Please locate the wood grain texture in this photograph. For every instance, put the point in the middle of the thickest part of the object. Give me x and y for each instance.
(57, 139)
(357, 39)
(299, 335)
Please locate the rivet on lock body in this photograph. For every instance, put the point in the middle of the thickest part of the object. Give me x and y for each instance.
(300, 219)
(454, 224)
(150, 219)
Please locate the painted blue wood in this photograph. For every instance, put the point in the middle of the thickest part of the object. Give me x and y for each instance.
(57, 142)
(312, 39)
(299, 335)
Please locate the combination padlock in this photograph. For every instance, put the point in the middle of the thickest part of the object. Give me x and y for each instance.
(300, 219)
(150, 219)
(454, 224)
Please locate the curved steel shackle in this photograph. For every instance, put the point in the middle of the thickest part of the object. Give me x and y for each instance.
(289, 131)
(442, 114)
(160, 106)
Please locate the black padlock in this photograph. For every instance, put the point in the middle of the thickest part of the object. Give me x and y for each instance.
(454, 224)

* * * *

Aim of the task ::
Reproduce only those lines of the entries above that run from the line with "Please locate the black" to the final line.

Written response ::
Please locate the black padlock in this photograph. For every instance, put the point in the middle of the thickest part of the object. Give me x and y for each instance.
(454, 224)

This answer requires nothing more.